Exercise text section start

Learning style and attitudes toward IPE

The study showed that convergers had more active attitudes toward IPE. The converging learning style involves using the AC mode and AE mode. These results are in line with the relationship between learning mode and attitudes toward IPE in this study, and consistent with previous studies [17]. Convergers’ unique characteristics can explain their passion for IPE. Firstly, Convergers are known for their strong problem-solving skills, as they can approach situations logically and analytically [9]. This trait is particularly beneficial in interprofessional settings where complex, multifaceted problems often arise. Secondly, convergers are more adaptable to education innovations. For instance, a study integrating Facebook into traditional classroom settings showed that participants with a converging learning style performed better, highlighting their adaptability and openness to new teaching methods [36]. This adaptability is crucial in IPE, where learners must adapt and apply concepts from various disciplines.

The study highlights a significant gap in current interprofessional education. The study identifies convergers—learners who excel in both abstract conceptualization and active experimentation—as particularly adept at interdisciplinary learning yet markedly rare. The study serves as a pivotal call to action, not only aims to foster convergers but also enhances overall learners’ engagement and proficiency in handling diverse and multifaceted clinical problems, thereby preparing a more adaptable and innovative future workforce.

This study recommends 2 potentially effective strategies. Firstly, integrating role-playing and scenario simulation into regular curriculums can enhance IPE by clarifying roles and improving skills such as communication, teamwork, empathy, and mutual respect [37]. These strategies offer a structured and safe learning environment that boosts student competencies in IPE [38]. Secondly, PBL should be implemented as it develops problem-solving skills, and enhances learners’ engagement and motivation by fostering self-directed learning [39, 40]. These improvements in skills prepare learners effectively for IPE.

Conclusion

The cross-sectional study investigated the relationship between Kolb’s learning styles and attitudes toward IPE. The study found that attitudes toward IPE are less positive than those reported in previous studies carried out in China, with a notable lack of clarity in team roles. Additionally, factors such as gender, age, and study stress can affect attitudes toward IPE.

The study identified that AC and AE modes, characteristic of convergers, are better for IPE, yet such learners are rare. These findings underscore the need for medical education curricula to adopt innovative teaching methods like clinical early exposure, PBL, role-playing, and scenario simulation. These methods can strengthen students’ professional identity and clarify their roles, while enhance collaborative skills and readiness for interprofessional healthcare environments.

Exercise text section end

* _What the task requires_
In the text on learning styles and IPE, how would you render this sentence in Spanish: "This trait is particularly beneficial in interprofessional settings where complex, multifaceted problems often arise."

Provided information section start

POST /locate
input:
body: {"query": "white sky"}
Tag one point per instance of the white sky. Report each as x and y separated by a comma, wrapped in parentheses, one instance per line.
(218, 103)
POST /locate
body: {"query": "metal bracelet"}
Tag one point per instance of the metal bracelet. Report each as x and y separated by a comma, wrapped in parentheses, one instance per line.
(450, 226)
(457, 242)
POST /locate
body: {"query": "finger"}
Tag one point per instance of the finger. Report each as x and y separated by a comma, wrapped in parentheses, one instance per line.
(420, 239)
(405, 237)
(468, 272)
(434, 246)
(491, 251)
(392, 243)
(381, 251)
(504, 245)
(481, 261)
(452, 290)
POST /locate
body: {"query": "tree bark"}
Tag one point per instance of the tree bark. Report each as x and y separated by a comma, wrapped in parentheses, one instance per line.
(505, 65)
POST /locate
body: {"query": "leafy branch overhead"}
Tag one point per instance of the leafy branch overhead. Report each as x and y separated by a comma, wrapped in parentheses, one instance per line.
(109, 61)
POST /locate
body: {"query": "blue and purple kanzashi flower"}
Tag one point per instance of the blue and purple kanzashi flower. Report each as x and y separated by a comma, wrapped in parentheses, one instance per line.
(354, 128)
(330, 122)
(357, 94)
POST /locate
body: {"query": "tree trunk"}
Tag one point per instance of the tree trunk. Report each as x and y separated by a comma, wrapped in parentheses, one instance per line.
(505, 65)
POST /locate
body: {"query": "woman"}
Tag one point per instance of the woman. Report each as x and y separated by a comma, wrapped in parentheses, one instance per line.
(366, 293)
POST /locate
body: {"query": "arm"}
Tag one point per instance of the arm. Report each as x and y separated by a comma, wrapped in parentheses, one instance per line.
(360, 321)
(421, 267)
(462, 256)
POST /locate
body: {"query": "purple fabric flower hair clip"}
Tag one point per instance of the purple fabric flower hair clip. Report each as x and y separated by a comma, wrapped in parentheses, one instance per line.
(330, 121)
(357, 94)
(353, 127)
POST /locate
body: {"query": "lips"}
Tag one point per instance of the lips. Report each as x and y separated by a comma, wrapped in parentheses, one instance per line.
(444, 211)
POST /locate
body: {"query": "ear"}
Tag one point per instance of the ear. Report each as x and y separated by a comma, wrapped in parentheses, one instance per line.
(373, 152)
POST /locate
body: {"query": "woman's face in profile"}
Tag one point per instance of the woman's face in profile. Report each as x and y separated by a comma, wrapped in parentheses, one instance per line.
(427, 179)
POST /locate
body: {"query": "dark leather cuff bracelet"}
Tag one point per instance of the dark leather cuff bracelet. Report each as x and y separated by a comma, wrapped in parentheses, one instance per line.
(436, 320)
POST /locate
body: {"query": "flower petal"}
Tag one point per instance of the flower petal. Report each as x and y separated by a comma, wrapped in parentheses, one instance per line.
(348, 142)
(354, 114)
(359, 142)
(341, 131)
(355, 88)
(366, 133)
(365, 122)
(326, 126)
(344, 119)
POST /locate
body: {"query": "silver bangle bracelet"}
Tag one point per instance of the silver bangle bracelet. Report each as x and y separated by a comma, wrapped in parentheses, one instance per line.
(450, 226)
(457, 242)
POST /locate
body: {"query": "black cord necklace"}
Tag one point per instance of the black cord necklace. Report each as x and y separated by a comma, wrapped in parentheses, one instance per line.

Provided information section end

* _Result of the task_
Este rasgo es especialmente beneficioso en entornos interprofesionales donde con frecuencia surgen problemas complejos y multifacéticos.